§ **The records**
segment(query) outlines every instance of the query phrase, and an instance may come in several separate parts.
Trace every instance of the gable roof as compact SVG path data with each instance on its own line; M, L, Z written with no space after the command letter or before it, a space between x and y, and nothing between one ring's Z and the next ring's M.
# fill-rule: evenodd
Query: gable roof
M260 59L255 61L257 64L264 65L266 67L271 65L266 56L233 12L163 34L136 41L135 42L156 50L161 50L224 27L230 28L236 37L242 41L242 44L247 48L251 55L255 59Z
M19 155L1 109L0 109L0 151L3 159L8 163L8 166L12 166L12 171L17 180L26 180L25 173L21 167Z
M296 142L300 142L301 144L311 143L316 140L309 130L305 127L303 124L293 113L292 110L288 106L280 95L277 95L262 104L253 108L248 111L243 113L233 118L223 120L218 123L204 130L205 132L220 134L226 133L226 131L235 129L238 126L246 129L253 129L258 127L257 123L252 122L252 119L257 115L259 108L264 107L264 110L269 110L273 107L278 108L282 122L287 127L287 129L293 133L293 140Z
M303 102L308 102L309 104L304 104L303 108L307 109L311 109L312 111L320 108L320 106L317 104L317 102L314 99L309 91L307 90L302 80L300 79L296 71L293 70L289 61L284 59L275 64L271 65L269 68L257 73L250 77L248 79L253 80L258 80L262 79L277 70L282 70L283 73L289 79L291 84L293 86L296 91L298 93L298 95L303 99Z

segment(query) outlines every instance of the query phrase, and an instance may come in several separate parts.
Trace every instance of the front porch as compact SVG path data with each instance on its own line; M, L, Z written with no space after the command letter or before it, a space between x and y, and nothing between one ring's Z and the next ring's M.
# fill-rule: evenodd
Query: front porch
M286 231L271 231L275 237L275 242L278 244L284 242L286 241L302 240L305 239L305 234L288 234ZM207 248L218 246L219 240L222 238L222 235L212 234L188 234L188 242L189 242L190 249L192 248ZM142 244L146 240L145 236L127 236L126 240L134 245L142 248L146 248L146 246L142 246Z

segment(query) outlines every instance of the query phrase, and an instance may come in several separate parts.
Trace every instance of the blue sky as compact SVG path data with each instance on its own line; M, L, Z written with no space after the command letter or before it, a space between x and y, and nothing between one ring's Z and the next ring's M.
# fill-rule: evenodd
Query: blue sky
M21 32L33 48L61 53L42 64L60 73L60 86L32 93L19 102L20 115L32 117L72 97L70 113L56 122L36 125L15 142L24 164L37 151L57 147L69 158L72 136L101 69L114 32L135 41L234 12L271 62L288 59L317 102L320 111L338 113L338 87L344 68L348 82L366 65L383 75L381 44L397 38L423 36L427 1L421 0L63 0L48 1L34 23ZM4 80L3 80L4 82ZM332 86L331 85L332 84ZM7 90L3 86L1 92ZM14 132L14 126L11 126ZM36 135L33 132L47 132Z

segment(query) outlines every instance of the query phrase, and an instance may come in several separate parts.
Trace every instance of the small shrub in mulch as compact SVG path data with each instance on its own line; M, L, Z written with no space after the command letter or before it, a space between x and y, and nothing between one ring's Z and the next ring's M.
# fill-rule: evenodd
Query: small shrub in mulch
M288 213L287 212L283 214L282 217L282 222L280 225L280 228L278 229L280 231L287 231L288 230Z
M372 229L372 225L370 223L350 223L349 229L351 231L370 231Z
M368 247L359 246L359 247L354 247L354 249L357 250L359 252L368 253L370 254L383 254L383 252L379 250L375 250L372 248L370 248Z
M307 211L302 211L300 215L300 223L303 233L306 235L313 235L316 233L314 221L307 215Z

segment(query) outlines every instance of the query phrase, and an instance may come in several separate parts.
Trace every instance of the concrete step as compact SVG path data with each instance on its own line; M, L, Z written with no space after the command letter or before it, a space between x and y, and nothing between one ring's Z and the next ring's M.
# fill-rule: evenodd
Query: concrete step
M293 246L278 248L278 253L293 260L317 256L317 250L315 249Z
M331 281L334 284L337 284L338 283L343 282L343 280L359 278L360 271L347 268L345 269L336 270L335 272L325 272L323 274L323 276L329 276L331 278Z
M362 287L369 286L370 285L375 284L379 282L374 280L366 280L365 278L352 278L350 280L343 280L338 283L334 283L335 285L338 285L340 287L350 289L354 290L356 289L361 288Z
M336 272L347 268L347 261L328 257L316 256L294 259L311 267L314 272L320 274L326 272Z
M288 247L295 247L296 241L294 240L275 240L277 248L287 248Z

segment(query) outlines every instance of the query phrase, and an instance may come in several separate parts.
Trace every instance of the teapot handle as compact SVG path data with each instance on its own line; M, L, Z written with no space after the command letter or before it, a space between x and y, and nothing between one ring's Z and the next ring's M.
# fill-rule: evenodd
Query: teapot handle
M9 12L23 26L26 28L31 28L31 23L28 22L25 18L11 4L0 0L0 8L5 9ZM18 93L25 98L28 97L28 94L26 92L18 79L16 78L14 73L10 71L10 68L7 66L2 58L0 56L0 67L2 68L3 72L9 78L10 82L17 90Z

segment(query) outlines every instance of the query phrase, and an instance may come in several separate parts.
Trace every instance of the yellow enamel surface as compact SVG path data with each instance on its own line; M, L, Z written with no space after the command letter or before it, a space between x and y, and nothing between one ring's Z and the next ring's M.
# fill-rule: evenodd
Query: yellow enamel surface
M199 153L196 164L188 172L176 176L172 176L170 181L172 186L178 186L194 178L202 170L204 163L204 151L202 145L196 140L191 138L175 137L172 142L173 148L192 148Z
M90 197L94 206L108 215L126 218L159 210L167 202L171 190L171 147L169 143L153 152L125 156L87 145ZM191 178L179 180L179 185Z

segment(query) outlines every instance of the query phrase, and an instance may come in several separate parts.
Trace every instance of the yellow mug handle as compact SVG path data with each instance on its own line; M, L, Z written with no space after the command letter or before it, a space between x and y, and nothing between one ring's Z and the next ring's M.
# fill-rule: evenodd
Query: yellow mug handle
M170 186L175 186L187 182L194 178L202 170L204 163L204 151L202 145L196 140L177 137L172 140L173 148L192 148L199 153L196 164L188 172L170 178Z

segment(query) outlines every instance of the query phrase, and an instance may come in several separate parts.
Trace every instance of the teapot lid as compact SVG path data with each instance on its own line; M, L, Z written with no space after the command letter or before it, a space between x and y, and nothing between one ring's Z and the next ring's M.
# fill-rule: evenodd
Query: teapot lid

§ **The task**
Turn all the lines above into a Markdown table with the columns Row and Line. Number each row and leave out the blank lines.

§ **Solution below**
| Row | Line |
|---|---|
| 1 | segment(query) outlines every instance of the query phrase, and an instance may come in several separate parts. |
| 2 | Trace every instance of the gable roof as compact SVG path data with each instance on its own line; M, L, Z written with no space after the command letter or before it, a space between x and y, and nothing between one ring's Z and the next ring's M. |
| 3 | # fill-rule: evenodd |
| 4 | Query: gable roof |
| 5 | M260 59L255 61L257 64L264 65L266 67L271 65L266 56L233 12L163 34L136 41L135 42L156 50L161 50L224 27L230 28L236 37L242 41L242 44L247 48L251 55L255 59Z |
| 6 | M19 155L1 109L0 109L0 151L3 159L8 163L8 166L12 166L12 171L17 180L26 180L25 173L21 167Z |
| 7 | M296 142L300 142L301 144L311 143L316 140L309 130L305 127L303 124L293 113L292 110L288 106L280 95L277 95L262 104L253 108L248 111L243 113L233 118L223 120L218 123L204 130L205 132L220 134L226 133L226 131L235 129L238 126L246 129L253 129L258 127L257 123L252 122L252 119L257 115L259 108L264 107L264 110L269 110L273 107L278 108L282 122L287 127L287 129L293 133L293 140Z |
| 8 | M303 102L308 102L309 104L304 104L303 108L307 109L311 109L312 111L320 108L320 106L317 104L317 102L314 99L309 91L307 90L302 80L300 79L296 71L293 70L289 61L284 59L275 64L271 65L269 68L257 73L250 77L248 79L253 80L258 80L262 79L277 70L282 70L283 73L289 79L291 84L293 86L296 91L298 93L298 95L303 99Z |
| 9 | segment(query) outlines every instance of the query phrase, and an instance may come in several separate parts. |
| 10 | Trace every instance of the front porch as compact SVG path data with each instance on its own line; M, L, Z written with no space after the command letter or before it, a space between x and y, and nothing between one ring's Z and the next ring's M. |
| 11 | # fill-rule: evenodd |
| 12 | Query: front porch |
| 13 | M286 231L271 231L275 237L275 242L278 244L284 242L286 241L302 240L305 239L305 234L288 234ZM207 248L218 246L219 240L222 238L222 235L212 234L188 234L188 242L189 242L190 249L192 248ZM142 244L146 240L145 236L127 236L126 240L134 245L142 248L146 248L146 246L142 246Z |
| 14 | segment(query) outlines every instance of the query phrase, and an instance may come in several separate parts. |
| 15 | Trace every instance of the blue sky as compact SVG path data with each instance on its own line; M, L, Z written with no space after the command letter or before it, a space between x and y, and nothing between one ring's Z and the next ring's M. |
| 16 | # fill-rule: evenodd |
| 17 | Query: blue sky |
| 18 | M21 32L33 48L61 53L42 64L60 73L60 86L32 93L19 102L20 115L32 117L72 97L70 113L56 122L36 125L15 142L24 164L37 151L57 147L69 158L72 136L101 69L114 32L135 41L234 12L271 62L288 59L317 102L320 111L338 113L338 87L344 68L348 82L366 65L383 75L381 44L397 38L423 36L427 1L421 0L63 0L48 1L34 23ZM4 80L3 80L4 82ZM332 86L331 85L332 84ZM7 90L3 86L1 92ZM14 132L14 126L11 126ZM36 135L33 132L47 132Z |
| 19 | segment(query) outlines every instance of the query phrase, and an instance may come in several separate parts. |
| 20 | Trace every instance of the small shrub in mulch as compact SVG path data with each instance on its own line; M, L, Z written with no space after the command letter or before it, a space between x and y, and nothing between one ring's Z and the next ring's M. |
| 21 | # fill-rule: evenodd |
| 22 | Query: small shrub in mulch |
| 23 | M288 213L287 212L283 214L282 217L282 222L280 225L280 228L278 229L280 231L287 231L288 230Z |
| 24 | M372 229L372 225L370 223L350 223L349 229L351 231L370 231Z |
| 25 | M368 247L359 246L359 247L354 247L354 249L357 250L359 252L368 253L370 254L383 254L383 252L379 250L375 250L372 248L370 248Z |
| 26 | M307 211L302 211L300 215L300 223L303 233L306 235L313 235L316 233L314 221L307 215Z |
| 27 | segment(query) outlines every instance of the query phrase, and an instance may come in several separate parts. |
| 28 | Trace every instance of the concrete step as compact SVG path data with each instance on its own line; M, L, Z written with no space after the command letter or before it, a space between x and y, and nothing between one ring's Z and the next ring's M. |
| 29 | # fill-rule: evenodd |
| 30 | Query: concrete step |
| 31 | M293 246L278 248L278 253L293 260L317 256L317 250L315 249Z |
| 32 | M331 281L334 284L337 284L338 283L343 282L343 280L359 278L360 271L347 268L345 269L336 270L335 272L325 272L323 274L323 276L329 276L331 278Z |
| 33 | M362 287L369 286L370 285L375 284L379 282L374 280L366 280L365 278L352 278L350 280L343 280L338 283L334 283L335 285L338 285L340 287L350 289L354 290L356 289L361 288Z |
| 34 | M336 272L347 268L347 261L328 257L316 256L294 259L311 267L314 272L320 274L326 272Z |
| 35 | M288 247L295 247L296 241L294 240L275 240L277 248L287 248Z |
| 36 | segment(query) outlines every instance of the query phrase, and an instance may come in several separate parts. |
| 37 | Trace every instance of the teapot handle as compact SVG path data with each instance on its own line; M, L, Z written with no space after the command letter or before it, a space between x and y, and nothing between one ring's Z and the next ring's M. |
| 38 | # fill-rule: evenodd |
| 39 | Query: teapot handle |
| 40 | M9 12L23 26L26 28L31 28L31 23L28 22L25 18L11 4L0 0L0 8L5 9ZM18 93L25 98L28 97L28 94L26 92L18 79L16 78L14 73L10 71L10 68L7 66L2 58L0 56L0 67L2 68L3 72L9 78L10 82L17 90Z |
| 41 | segment(query) outlines every instance of the query phrase, and an instance may come in several separate parts. |
| 42 | Trace every instance of the yellow enamel surface as compact SVG path data with each instance on its own line; M, L, Z written with no space after the command letter or before it, a space between x and y, and nothing between one ring's Z and the next ring's M. |
| 43 | # fill-rule: evenodd |
| 44 | Query: yellow enamel surface |
| 45 | M199 153L196 164L188 172L176 176L172 176L170 181L172 186L178 186L194 178L202 170L204 163L204 151L202 145L196 140L191 138L175 137L172 142L173 148L192 148Z |
| 46 | M90 197L94 206L108 215L126 218L159 210L167 202L171 190L171 147L169 143L153 152L125 156L87 145ZM191 178L179 180L179 185Z |
| 47 | segment(query) outlines every instance of the query phrase, and an instance may come in several separate parts. |
| 48 | Trace every instance of the yellow mug handle as compact SVG path data with each instance on its own line; M, L, Z written with no space after the command letter or before it, a space between x and y, and nothing between one ring's Z and the next ring's M. |
| 49 | # fill-rule: evenodd |
| 50 | Query: yellow mug handle |
| 51 | M170 186L175 186L187 182L194 178L202 170L204 163L204 151L202 145L196 140L177 137L172 140L173 148L192 148L199 153L196 164L188 172L170 178Z |
| 52 | segment(query) outlines every instance of the query phrase, and an instance may come in several separate parts. |
| 53 | Trace every instance of the teapot lid as compact SVG path data with each instance on its own line; M, L, Z written with no space after the command letter or before it, a space between x and y, and nothing between one ring's Z and the next ring's M. |
| 54 | # fill-rule: evenodd |
| 55 | Query: teapot lid |